### Passage

Talk about being a victim of your own success. Thunderbolts had a respectable 76 million dollar opening this weekend. Respectable if you’re any other franchise besides Marvel. Of course the industry is trying to prop this up as a win but when the last Marvel film, Brave New World, universally accepted as a bomb, opened to 88 million, you have to be honest with yourself. It’s not looking good for this band of superhero misfits.

I’m still on the fence about whether to see the film. I may check it out today or tomorrow based on what some of you say. So, if you saw the film, leave me a quick “recommend” or “don’t recommend” in the comments section. If there’s some genuine enthusiasm there, that should push me over the top.

I was a big fan of the show, “Beef,” and I believe that’s the same team that made this movie, right? So there’s got to be some level of quality there. I just feel bad for them cause they’re working with such an uninteresting group of superheroes. When the strongest guy on your team is “Mechanical Arm Guy,” you are playing with a severe handicap. But maybe that’s the point. These are underdogs. They’re not supposed to be the best.

### Material supplied

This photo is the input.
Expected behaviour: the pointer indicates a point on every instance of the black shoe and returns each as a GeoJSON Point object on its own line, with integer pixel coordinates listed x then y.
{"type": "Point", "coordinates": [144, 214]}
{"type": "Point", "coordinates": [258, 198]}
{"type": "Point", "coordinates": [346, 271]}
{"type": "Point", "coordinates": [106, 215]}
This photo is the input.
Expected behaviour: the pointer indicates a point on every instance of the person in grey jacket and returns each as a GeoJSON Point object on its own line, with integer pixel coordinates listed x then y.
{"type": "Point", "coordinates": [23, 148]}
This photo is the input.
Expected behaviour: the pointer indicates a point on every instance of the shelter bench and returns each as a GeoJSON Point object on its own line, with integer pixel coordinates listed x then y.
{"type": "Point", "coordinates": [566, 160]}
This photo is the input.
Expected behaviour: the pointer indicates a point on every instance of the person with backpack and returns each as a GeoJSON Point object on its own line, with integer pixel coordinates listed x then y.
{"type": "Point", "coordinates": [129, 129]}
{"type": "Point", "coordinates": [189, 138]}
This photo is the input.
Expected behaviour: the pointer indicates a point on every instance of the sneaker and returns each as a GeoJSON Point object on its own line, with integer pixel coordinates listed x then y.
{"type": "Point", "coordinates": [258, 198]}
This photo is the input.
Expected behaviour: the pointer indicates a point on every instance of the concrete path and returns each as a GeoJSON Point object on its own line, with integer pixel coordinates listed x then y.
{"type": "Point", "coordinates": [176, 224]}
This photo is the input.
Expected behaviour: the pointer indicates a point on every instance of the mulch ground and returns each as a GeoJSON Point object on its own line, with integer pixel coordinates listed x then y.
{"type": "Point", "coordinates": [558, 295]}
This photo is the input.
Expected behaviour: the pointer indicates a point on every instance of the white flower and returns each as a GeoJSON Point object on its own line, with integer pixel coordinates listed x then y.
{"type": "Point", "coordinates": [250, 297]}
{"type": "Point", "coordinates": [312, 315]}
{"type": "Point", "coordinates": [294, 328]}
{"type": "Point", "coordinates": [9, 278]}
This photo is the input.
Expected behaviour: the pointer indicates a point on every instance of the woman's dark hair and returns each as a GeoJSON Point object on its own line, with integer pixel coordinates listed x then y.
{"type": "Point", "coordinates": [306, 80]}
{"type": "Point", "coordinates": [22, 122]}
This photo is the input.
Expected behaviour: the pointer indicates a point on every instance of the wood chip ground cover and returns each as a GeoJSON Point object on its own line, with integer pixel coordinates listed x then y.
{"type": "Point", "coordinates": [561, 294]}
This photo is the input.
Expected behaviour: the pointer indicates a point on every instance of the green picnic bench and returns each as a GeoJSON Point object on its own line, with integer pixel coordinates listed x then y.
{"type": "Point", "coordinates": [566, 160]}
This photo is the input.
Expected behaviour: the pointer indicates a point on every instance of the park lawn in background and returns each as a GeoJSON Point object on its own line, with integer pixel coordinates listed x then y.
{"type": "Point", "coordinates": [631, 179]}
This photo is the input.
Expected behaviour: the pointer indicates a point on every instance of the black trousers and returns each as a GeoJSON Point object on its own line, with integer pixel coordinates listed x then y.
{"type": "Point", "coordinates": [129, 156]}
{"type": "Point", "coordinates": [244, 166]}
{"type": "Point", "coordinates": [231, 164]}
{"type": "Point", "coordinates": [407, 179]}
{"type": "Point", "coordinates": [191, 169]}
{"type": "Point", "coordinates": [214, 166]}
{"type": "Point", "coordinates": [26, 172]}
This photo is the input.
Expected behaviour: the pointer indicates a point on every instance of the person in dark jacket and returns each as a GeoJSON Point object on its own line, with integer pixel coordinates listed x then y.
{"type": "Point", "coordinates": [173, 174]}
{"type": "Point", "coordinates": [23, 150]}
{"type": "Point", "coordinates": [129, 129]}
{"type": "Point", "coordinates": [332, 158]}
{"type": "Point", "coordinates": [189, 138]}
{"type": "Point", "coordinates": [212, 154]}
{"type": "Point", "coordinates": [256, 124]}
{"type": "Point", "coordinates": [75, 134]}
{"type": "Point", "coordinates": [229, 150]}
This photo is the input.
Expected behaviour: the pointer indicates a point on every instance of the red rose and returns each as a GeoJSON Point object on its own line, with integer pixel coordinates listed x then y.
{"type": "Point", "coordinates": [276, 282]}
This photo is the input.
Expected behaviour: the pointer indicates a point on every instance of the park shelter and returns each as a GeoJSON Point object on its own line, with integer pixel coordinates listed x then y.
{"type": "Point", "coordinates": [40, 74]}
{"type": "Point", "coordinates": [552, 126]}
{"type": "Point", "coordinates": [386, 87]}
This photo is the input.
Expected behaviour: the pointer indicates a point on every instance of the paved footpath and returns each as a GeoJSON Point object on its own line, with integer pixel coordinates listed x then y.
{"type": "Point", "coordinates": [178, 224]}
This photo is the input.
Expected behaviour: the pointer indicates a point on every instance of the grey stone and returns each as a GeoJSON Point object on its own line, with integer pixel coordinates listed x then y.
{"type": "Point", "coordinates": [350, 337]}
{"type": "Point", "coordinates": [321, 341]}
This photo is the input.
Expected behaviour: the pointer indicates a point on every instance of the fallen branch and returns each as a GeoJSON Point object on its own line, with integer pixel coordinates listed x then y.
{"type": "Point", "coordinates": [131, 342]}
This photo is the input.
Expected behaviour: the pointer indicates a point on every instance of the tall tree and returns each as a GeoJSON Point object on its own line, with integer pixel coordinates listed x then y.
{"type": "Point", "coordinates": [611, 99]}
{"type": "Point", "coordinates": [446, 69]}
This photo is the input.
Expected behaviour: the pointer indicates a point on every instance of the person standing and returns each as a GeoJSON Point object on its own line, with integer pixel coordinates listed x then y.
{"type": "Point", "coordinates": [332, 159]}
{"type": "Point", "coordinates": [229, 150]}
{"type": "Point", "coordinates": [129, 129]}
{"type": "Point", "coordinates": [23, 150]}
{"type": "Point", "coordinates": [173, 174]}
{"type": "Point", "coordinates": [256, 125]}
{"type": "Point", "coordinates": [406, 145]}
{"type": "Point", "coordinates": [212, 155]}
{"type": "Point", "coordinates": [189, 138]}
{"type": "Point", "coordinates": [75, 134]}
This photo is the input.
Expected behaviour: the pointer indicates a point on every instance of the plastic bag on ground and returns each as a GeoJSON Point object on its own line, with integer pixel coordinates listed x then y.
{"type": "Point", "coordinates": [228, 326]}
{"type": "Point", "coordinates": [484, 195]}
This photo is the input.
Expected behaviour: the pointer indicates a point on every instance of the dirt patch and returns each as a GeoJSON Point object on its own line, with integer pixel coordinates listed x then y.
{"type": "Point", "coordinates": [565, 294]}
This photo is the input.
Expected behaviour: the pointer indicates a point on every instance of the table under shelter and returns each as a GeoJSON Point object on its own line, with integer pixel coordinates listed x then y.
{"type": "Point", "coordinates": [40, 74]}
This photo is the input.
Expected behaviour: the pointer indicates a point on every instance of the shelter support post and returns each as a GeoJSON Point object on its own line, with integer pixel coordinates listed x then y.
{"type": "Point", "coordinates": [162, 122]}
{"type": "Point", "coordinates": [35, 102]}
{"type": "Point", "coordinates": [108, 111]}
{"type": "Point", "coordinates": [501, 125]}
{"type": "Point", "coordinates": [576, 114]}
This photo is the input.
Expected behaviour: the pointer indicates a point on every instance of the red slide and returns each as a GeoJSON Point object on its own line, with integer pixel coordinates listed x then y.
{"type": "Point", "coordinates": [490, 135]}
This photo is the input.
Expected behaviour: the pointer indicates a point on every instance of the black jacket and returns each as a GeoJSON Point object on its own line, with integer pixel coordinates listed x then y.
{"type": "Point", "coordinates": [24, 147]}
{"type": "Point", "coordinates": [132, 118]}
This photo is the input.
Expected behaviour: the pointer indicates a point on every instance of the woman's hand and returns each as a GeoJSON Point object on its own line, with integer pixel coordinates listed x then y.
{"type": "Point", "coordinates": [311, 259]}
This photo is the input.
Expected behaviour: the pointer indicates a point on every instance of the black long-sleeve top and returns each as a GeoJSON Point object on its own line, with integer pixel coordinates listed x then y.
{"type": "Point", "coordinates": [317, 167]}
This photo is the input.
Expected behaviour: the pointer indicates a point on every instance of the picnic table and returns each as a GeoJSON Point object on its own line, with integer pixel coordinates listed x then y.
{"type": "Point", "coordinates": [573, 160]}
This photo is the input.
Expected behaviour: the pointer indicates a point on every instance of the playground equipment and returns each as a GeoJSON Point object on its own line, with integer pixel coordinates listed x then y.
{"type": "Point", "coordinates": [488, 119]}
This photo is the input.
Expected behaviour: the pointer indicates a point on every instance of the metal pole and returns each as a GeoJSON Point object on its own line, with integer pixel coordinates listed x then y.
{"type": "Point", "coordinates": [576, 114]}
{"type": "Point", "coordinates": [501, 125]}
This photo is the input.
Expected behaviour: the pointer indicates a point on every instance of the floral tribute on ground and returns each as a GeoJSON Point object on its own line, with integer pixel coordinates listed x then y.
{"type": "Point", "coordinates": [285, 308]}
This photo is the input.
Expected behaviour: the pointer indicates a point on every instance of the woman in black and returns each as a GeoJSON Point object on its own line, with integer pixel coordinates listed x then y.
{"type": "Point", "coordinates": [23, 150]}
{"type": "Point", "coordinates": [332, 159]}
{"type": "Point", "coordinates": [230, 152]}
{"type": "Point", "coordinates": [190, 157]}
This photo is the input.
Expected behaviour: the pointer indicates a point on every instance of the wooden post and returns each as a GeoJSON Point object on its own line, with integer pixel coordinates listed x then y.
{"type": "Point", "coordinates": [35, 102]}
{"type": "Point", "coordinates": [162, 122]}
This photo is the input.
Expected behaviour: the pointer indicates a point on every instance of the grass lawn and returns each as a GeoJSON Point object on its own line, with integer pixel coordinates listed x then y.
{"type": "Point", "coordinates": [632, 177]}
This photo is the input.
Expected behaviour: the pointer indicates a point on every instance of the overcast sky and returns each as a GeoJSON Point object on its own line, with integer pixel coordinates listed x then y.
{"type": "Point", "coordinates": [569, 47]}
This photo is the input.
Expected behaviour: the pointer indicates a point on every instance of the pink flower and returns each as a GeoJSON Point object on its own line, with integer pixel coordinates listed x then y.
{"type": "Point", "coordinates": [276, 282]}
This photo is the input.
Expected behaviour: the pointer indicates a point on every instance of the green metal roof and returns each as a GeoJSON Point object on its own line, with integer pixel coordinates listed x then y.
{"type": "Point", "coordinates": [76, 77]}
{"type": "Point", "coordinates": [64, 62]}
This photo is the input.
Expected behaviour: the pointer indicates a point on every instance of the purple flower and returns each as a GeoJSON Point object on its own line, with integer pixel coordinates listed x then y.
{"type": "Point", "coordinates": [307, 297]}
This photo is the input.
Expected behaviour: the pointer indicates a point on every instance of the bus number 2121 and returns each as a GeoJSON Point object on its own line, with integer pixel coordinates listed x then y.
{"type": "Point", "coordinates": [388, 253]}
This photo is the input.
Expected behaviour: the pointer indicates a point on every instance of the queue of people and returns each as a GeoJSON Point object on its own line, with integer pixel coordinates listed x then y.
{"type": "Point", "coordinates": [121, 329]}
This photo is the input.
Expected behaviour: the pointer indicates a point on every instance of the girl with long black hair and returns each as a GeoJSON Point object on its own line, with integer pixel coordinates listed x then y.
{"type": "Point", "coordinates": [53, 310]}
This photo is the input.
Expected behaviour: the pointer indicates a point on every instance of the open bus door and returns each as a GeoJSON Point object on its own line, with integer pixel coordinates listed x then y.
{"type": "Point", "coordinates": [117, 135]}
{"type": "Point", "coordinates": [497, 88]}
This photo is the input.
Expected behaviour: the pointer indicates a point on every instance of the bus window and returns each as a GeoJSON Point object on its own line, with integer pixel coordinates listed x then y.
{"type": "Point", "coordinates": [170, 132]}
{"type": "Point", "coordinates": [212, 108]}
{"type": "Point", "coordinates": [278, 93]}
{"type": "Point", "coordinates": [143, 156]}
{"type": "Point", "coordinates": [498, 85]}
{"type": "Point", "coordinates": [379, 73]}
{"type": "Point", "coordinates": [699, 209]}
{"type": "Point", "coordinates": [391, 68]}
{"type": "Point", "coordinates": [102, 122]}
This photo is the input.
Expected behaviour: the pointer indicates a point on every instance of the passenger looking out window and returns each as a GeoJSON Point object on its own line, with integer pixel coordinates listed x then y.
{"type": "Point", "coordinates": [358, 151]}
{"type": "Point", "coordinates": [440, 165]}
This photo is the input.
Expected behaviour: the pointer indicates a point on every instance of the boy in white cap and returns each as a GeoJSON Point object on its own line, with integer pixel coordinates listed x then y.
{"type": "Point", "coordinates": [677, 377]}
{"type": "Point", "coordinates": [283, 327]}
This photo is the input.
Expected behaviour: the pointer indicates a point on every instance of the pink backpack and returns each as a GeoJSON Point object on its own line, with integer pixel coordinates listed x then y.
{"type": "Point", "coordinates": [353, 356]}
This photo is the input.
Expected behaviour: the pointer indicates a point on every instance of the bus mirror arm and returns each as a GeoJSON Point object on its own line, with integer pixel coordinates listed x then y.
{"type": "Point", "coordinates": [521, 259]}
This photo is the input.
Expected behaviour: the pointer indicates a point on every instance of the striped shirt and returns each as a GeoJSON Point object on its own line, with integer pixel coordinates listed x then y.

### Direction 1
Reproduce the post about Thunderbolts word for word, starting with "I’m still on" and going on through "over the top.".
### Direction 2
Render this sentence from the post about Thunderbolts in Spanish: "I’m still on the fence about whether to see the film."
The records have no connection to the post about Thunderbolts.

### Worked answer 1
I’m still on the fence about whether to see the film. I may check it out today or tomorrow based on what some of you say. So, if you saw the film, leave me a quick “recommend” or “don’t recommend” in the comments section. If there’s some genuine enthusiasm there, that should push me over the top.

### Worked answer 2
Todavía no me he decidido sobre si ver la película.